===== Reading text =====
Wannamaker v. Edisto Nat. Bank of Orangeburg, 62 F.2d 696 (4th Cir. 1933)Annotate this Case
January 10, 1933
EDISTO NAT. BANK OF ORANGEBURG et al.
Circuit Court of Appeals, Fourth Circuit.
*697 Irving F. Belser, of Columbia, S. C. (Melton & Belser, of Columbia, S. C., on the brief), for appellant.
J. B. S. Lyles, of Columbia, S. C., and Robert Lide, of Orangeburg, S. C. (Lide & Felder and M. E. Zeigler, all of Orangeburg, S. C., on the brief), for appellees.
Before NORTHCOTT and SOPER, Circuit Judges, and PAUL, District Judge.
SOPER, Circuit Judge.
The appeal in this case is taken from a decree of the District Court whereby the bill of complaint was dismissed on motion of the defendants because the facts set out in the bill do not entitle the plaintiff to the relief sought. The suit was brought in equity by certain stockholders of the Orangeburg National Bank of Orangeburg, S. C., on behalf of themselves and all other stockholders who might care to come in, against the receiver of the bank appointed by the Comptroller of the Currency, and against the Edisto National Bank of Orangeburg, S. C., to enjoin a stockholders' liability assessment under the national banking laws, and to secure an accounting for assets of the Orangeburg Bank coming into the possession of the Edisto Bank under a contract between the two institutions. During the progress of the hearing in the District Court, a copy of the contract and of a promissory note executed by the Orangeburg Bank in favor of the Edisto Bank were added to the bill of complaint as amendments. There are certain inconsistencies in the allegations of the bill which have been resolved in the following summary of the facts in accordance with the rule that, where allegations are contradictory, the pleader is bound by those most favorable to his opponent. 49 C. J. 119.
Thus it is alleged in the bill that on March 1, 1927, the Orangeburg Bank was solvent and its stock was worth more than its par value of $100 per share, and that the bank was then undergoing "a slow run" and several other banks were negotiating with a view to taking it over; while the contract recited that the capital stock of the bank was impaired, and it was in immediate danger of becoming insolvent. Moreover, the bank did then actually retire from active business in order to avert this catastrophe, and all of its assets, plus $100,000 in cash additional, contributed by the stockholders of the Orangeburg Bank, were turned over to the Edisto Bank for liquidation on the latter's promise to pay the debts; but the assets proved insufficient for the purpose. Under these circumstances, the allegation that the stock was worth more than par cannot be accepted. On the contrary, it is only reasonable to infer that on March 1, 1927, an emergency existed and that there was good ground to believe that the value of the assets could be conserved only by prompt action of the sort which the directors adopted.
===== Data rows =====
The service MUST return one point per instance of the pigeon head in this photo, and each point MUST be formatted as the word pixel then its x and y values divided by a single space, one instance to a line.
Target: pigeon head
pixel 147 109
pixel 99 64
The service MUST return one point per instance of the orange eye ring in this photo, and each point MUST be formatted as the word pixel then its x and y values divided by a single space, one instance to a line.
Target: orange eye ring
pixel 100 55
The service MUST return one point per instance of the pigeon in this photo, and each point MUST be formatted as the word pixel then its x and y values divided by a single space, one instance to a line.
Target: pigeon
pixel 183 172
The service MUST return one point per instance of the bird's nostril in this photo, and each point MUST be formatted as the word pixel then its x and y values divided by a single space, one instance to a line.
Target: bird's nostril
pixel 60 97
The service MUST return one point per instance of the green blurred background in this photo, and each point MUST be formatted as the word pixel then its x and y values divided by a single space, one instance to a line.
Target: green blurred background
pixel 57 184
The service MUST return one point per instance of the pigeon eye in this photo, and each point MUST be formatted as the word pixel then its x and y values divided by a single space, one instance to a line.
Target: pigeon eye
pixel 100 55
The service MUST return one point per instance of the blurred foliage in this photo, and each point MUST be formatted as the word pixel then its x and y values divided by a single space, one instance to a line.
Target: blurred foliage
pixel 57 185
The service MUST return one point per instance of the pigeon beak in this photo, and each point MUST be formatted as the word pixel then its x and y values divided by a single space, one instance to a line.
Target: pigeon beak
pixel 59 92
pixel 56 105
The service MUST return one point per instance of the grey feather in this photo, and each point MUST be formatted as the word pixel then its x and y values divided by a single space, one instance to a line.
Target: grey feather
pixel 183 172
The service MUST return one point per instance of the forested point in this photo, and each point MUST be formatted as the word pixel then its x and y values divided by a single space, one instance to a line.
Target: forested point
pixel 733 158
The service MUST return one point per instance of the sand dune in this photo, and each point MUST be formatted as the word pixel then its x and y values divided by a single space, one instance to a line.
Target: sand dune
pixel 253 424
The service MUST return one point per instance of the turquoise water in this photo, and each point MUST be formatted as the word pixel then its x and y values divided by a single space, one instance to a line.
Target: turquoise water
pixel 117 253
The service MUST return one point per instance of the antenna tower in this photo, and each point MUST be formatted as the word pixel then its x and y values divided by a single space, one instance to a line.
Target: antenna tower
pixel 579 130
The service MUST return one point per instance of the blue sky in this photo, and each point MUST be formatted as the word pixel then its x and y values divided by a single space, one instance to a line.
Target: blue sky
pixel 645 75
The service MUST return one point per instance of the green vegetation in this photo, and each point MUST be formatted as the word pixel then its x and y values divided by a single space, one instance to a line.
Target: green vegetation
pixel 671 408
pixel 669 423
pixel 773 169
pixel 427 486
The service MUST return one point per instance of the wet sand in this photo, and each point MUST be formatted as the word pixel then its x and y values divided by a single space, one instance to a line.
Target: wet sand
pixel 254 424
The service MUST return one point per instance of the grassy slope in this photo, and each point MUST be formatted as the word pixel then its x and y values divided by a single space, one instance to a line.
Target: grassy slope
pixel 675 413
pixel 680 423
=====
- Jobs -
[1] In the court opinion, how much additional cash did the stockholders of the Orangeburg Bank contribute when its assets were turned over to the Edisto Bank?
[2] Write the next part of the court opinion, picking up after its final sentence.

- Written responses -
[1] $100,000

[2]
Prior to March 1, 1927, when the contract in question was executed, the Orangeburg Bank had been for a long time an established banking institution in the city, with a good business and a desirable clientele. It had a capital stock of $200,000. Its assets consisted of stocks and bonds, real estate, notes and mortgages, cash and discounts, a banking house and fixtures, having a face value in excess of $1,865,108.15, at which figure they were carried on the books. The liabilities amounted to $1,481,048.94. Real estate, and notes and mortgages secured by real estate, represented a large part of the assets of the bank in the amount of $868,808.73. Under the circumstances above described, its directors were approached by the directors of the *698 Edisto Bank and negotiations followed which resulted in a written contract of March 1, 1927, executed by the respective officers of the two institutions. Under the agreement, the Edisto Bank assumed the payment of all the liabilities of the Orangeburg Bank, excepting, however, the stockholders' liability of the Orangeburg Bank under the law; and, in consideration thereof, the Orangeburg Bank paid to the Edisto Bank $100,000 in cash and conveyed to it certain selected assets, consisting of the banking house, stocks and bonds, and promissory notes, amounting to the sum of $670,850.80, and also delivered its demand note for $710,198.14, secured by collateral, and payable to the Edisto Bank with interest at 6 per cent. The Orangeburg Bank further conveyed to the Edisto Bank certain other assets, consisting of current and past-due bills receivable in the amount of $249,448.62, to protect the Edisto Bank against any loss on account of the notes and assets selected by it, and then as collateral security for the demand note.
Other collateral deposited with this note consisted of the note of the General Land & Investment Company, payable to the Orangeburg Bank, in the sum of $768,808.73, which was itself secured by real estate and loans on mortgages secured by real estate. The last-mentioned property had belonged to the Orangeburg Bank, and is included in the sum total of its assets above described. The agreement contemplated the sale of this property to the General Land & Investment Company for the sum of $100,000 in cash and its note for $768,808.73. The General Land & Investment Company was a corporation organized for the particular purpose of taking over these assets from the Orangeburg Bank, and the plaintiffs and other stockholders of the Orangeburg Bank were induced to subscribe the sum of $100,000 to the stock of the corporation because of representations by the Edisto Bank that thereby they would be relieved of any possible stockholders' liability assessment. There was, however, no agreement between the Edisto Bank and the stockholders of the Orangeburg Bank to this effect. On the contrary, as we have seen, the contract between the two institutions expressly provided that the Edisto Bank did not assume, amongst the liabilities of the Orangeburg Bank which it agreed to pay, the stockholders' liability of the Orangeburg Bank under the law.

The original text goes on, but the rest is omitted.